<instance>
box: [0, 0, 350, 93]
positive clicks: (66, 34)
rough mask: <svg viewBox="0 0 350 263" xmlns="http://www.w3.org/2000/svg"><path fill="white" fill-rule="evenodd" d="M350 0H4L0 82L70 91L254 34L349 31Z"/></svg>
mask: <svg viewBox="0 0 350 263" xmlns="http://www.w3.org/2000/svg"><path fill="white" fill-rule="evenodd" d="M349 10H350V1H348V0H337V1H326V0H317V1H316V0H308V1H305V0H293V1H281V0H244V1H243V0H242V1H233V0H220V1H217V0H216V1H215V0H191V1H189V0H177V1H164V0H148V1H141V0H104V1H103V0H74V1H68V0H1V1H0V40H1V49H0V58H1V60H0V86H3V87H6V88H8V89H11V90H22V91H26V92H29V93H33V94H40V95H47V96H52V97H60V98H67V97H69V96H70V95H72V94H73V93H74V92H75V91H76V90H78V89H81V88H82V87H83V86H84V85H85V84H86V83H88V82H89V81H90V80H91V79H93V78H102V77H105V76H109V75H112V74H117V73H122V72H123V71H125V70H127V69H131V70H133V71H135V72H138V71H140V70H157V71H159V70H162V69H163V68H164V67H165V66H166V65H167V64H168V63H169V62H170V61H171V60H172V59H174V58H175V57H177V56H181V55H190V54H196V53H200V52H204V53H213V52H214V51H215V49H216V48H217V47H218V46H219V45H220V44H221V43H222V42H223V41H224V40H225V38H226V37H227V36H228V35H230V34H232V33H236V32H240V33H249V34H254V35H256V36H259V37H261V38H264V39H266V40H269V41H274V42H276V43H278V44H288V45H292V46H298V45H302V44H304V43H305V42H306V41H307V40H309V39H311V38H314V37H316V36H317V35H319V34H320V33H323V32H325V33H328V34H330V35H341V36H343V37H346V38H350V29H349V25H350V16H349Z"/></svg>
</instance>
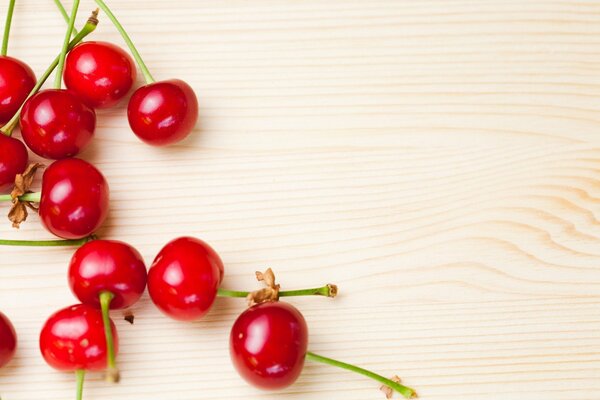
◆ ◆ ◆
Leave the pictures out, and transcribe each of the records exactly.

● TASK OUTPUT
<instance>
box: [0, 0, 350, 93]
positive clicks: (66, 34)
rough mask: <svg viewBox="0 0 350 263" xmlns="http://www.w3.org/2000/svg"><path fill="white" fill-rule="evenodd" d="M350 0H4L0 82L70 91L254 34L349 31Z"/></svg>
mask: <svg viewBox="0 0 350 263" xmlns="http://www.w3.org/2000/svg"><path fill="white" fill-rule="evenodd" d="M349 10H350V1H348V0H337V1H326V0H317V1H316V0H308V1H305V0H293V1H281V0H244V1H243V0H242V1H233V0H220V1H217V0H216V1H215V0H191V1H189V0H177V1H164V0H148V1H141V0H104V1H103V0H74V1H68V0H1V1H0V40H1V49H0V58H1V60H0V86H3V87H6V88H8V89H11V90H22V91H26V92H29V93H33V94H40V95H47V96H52V97H60V98H67V97H69V96H70V95H72V94H73V93H74V92H75V91H76V90H78V89H81V88H82V87H83V86H84V85H85V84H86V83H88V82H89V81H90V80H91V79H93V78H102V77H105V76H109V75H112V74H117V73H122V72H123V71H125V70H127V69H131V70H133V71H135V72H138V71H140V70H157V71H159V70H162V69H163V68H164V67H165V66H166V65H167V64H168V63H169V62H170V61H171V60H172V59H174V58H175V57H177V56H181V55H190V54H196V53H200V52H204V53H213V52H214V51H215V49H216V48H217V47H218V46H219V45H220V44H221V43H222V42H223V41H224V40H225V38H226V37H227V36H228V35H230V34H232V33H236V32H240V33H249V34H254V35H256V36H259V37H261V38H264V39H266V40H269V41H274V42H276V43H278V44H288V45H292V46H298V45H302V44H304V43H305V42H306V41H307V40H309V39H311V38H314V37H316V36H317V35H319V34H320V33H323V32H325V33H328V34H330V35H341V36H343V37H346V38H350V29H349V25H350V16H349Z"/></svg>
</instance>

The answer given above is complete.